═════ Material supplied

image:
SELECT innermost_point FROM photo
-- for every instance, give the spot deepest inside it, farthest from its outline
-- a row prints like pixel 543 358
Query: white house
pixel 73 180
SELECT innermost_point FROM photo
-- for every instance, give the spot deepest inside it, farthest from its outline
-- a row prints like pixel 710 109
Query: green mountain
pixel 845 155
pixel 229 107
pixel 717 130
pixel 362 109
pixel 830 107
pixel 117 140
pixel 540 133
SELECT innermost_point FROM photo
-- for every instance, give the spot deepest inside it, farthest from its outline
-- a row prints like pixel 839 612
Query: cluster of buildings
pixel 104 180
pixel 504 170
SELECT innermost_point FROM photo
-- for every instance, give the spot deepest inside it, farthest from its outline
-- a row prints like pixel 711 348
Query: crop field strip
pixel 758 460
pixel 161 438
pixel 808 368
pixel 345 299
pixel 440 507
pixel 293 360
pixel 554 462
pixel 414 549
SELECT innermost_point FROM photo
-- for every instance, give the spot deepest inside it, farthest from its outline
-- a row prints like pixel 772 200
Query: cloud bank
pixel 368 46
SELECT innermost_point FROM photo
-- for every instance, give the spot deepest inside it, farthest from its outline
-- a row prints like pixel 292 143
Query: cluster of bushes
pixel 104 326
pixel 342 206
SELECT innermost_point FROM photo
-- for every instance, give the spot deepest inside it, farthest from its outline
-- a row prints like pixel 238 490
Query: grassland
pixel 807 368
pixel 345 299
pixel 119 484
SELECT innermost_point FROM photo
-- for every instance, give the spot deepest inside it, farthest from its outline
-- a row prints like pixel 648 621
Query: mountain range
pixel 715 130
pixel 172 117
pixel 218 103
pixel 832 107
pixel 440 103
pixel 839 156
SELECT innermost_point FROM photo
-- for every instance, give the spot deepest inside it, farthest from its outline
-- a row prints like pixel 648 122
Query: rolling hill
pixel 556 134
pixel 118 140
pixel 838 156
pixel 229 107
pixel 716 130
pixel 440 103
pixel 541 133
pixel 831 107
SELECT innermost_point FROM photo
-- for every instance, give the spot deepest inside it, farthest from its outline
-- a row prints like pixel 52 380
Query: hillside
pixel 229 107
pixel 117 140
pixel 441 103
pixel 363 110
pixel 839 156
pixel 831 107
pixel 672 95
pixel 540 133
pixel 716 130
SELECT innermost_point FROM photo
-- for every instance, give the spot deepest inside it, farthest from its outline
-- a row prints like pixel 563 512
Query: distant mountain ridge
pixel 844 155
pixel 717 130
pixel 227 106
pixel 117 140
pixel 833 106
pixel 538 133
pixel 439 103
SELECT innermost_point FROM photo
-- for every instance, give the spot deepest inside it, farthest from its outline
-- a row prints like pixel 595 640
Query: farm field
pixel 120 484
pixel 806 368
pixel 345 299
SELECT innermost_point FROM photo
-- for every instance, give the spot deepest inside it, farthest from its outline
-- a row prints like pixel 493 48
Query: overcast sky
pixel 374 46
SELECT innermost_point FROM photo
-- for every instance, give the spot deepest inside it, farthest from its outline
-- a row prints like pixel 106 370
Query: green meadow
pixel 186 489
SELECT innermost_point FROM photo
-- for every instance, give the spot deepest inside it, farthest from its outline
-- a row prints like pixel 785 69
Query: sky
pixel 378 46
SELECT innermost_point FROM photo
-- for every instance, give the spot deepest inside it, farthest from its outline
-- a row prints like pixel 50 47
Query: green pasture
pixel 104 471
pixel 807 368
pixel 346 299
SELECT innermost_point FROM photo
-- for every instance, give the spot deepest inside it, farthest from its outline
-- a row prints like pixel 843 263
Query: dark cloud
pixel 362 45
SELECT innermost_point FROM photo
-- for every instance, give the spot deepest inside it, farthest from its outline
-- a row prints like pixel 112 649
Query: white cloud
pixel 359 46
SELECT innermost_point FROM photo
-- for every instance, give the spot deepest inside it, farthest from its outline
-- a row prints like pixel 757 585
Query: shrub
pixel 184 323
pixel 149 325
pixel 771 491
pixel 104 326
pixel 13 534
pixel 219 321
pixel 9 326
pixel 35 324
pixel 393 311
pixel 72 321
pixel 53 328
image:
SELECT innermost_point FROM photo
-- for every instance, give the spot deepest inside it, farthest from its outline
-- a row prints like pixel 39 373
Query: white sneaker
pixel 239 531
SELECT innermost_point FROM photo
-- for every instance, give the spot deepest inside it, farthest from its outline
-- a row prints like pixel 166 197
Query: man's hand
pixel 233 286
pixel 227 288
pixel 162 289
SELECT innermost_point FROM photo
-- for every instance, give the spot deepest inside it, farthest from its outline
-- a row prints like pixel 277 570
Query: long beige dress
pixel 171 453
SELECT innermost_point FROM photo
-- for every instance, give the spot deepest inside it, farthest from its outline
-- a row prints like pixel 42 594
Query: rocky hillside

══════════

#### [Written instruction]
Rewrite all of the data above as a JSON list of strings, one string per line, and leave out any blank lines.

#### [The result]
[
  "image:",
  "SELECT innermost_point FROM photo",
  "-- for every instance, give the spot deepest inside it, farthest from its outline",
  "-- a row prints like pixel 543 358",
  "Query: white house",
  "pixel 73 180",
  "SELECT innermost_point FROM photo",
  "-- for every instance, give the spot deepest inside it, farthest from its outline",
  "-- a row prints like pixel 710 109",
  "Query: green mountain",
  "pixel 845 155",
  "pixel 229 107",
  "pixel 717 130",
  "pixel 362 109",
  "pixel 830 107",
  "pixel 117 140",
  "pixel 540 133",
  "SELECT innermost_point FROM photo",
  "-- for every instance, give the spot deepest inside it, farthest from its outline",
  "-- a row prints like pixel 839 612",
  "Query: cluster of buildings",
  "pixel 104 180",
  "pixel 504 170",
  "SELECT innermost_point FROM photo",
  "-- for every instance, give the spot deepest inside it, farthest from its outline",
  "-- a row prints like pixel 711 348",
  "Query: crop field strip",
  "pixel 758 460",
  "pixel 161 438",
  "pixel 808 368",
  "pixel 345 299",
  "pixel 440 507",
  "pixel 293 360",
  "pixel 554 462",
  "pixel 414 549",
  "SELECT innermost_point FROM photo",
  "-- for every instance, give the spot deepest inside it, farthest from its outline",
  "-- a row prints like pixel 772 200",
  "Query: cloud bank",
  "pixel 368 46",
  "SELECT innermost_point FROM photo",
  "-- for every instance, give the spot deepest inside it, farthest from its outline",
  "-- a row prints like pixel 292 143",
  "Query: cluster of bushes",
  "pixel 104 326",
  "pixel 342 206",
  "SELECT innermost_point FROM photo",
  "-- for every instance, give the spot deepest inside it, farthest from its outline",
  "-- a row prints like pixel 238 490",
  "Query: grassland",
  "pixel 807 368",
  "pixel 345 299",
  "pixel 119 484",
  "SELECT innermost_point FROM photo",
  "-- for every instance, give the spot deepest inside it, farthest from its outline",
  "-- a row prints like pixel 648 621",
  "Query: mountain range",
  "pixel 715 130",
  "pixel 172 117",
  "pixel 218 103",
  "pixel 832 107",
  "pixel 440 103",
  "pixel 839 156",
  "SELECT innermost_point FROM photo",
  "-- for every instance, give the spot deepest inside it, farthest from its outline",
  "-- a row prints like pixel 648 122",
  "Query: rolling hill",
  "pixel 556 134",
  "pixel 118 140",
  "pixel 838 156",
  "pixel 229 107",
  "pixel 716 130",
  "pixel 440 103",
  "pixel 541 133",
  "pixel 831 107",
  "SELECT innermost_point FROM photo",
  "-- for every instance, give the spot deepest inside it, farthest from its outline",
  "-- a row prints like pixel 52 380",
  "Query: hillside",
  "pixel 229 107",
  "pixel 117 140",
  "pixel 441 103",
  "pixel 363 110",
  "pixel 839 156",
  "pixel 831 107",
  "pixel 672 95",
  "pixel 540 133",
  "pixel 716 130",
  "SELECT innermost_point FROM photo",
  "-- for every instance, give the spot deepest inside it, farthest from its outline",
  "-- a row prints like pixel 563 512",
  "Query: distant mountain ridge",
  "pixel 844 155",
  "pixel 717 130",
  "pixel 227 106",
  "pixel 117 140",
  "pixel 833 106",
  "pixel 538 133",
  "pixel 439 103",
  "SELECT innermost_point FROM photo",
  "-- for every instance, give the spot deepest inside it, farthest from its outline",
  "-- a row prints like pixel 595 640",
  "Query: farm field",
  "pixel 120 484",
  "pixel 806 368",
  "pixel 345 299",
  "SELECT innermost_point FROM photo",
  "-- for every instance, give the spot deepest inside it, farthest from its outline",
  "-- a row prints like pixel 493 48",
  "Query: overcast sky",
  "pixel 374 46",
  "SELECT innermost_point FROM photo",
  "-- for every instance, give the spot deepest inside it, farthest from its outline",
  "-- a row prints like pixel 106 370",
  "Query: green meadow",
  "pixel 186 489",
  "SELECT innermost_point FROM photo",
  "-- for every instance, give the spot deepest inside it, farthest from its outline",
  "-- a row prints like pixel 785 69",
  "Query: sky",
  "pixel 378 46",
  "SELECT innermost_point FROM photo",
  "-- for every instance, give the spot deepest inside it, farthest from its outline",
  "-- a row prints like pixel 50 47",
  "Query: green pasture",
  "pixel 104 471",
  "pixel 807 368",
  "pixel 346 299",
  "SELECT innermost_point FROM photo",
  "-- for every instance, give the spot deepest inside it, farthest from its outline",
  "-- a row prints like pixel 843 263",
  "Query: dark cloud",
  "pixel 362 45",
  "SELECT innermost_point FROM photo",
  "-- for every instance, give the spot deepest inside it, farthest from its outline",
  "-- a row prints like pixel 112 649",
  "Query: white cloud",
  "pixel 359 46",
  "SELECT innermost_point FROM photo",
  "-- for every instance, give the spot deepest inside it, farthest from its outline",
  "-- a row prints like pixel 757 585",
  "Query: shrub",
  "pixel 184 323",
  "pixel 149 325",
  "pixel 771 491",
  "pixel 104 326",
  "pixel 13 534",
  "pixel 219 321",
  "pixel 9 326",
  "pixel 35 324",
  "pixel 393 311",
  "pixel 72 321",
  "pixel 53 328",
  "image:",
  "SELECT innermost_point FROM photo",
  "-- for every instance, give the spot deepest inside it, farthest from its outline",
  "-- a row prints like pixel 39 373",
  "Query: white sneaker",
  "pixel 239 531",
  "SELECT innermost_point FROM photo",
  "-- for every instance, give the spot deepest inside it, farthest from its outline",
  "-- a row prints like pixel 166 197",
  "Query: man's hand",
  "pixel 233 286",
  "pixel 227 288",
  "pixel 162 289",
  "SELECT innermost_point FROM photo",
  "-- for every instance, give the spot deepest inside it, farthest from its outline",
  "-- a row prints like pixel 277 570",
  "Query: long beige dress",
  "pixel 171 453",
  "SELECT innermost_point FROM photo",
  "-- for every instance, give the spot deepest inside it, farthest from its outline",
  "-- a row prints like pixel 42 594",
  "Query: rocky hillside"
]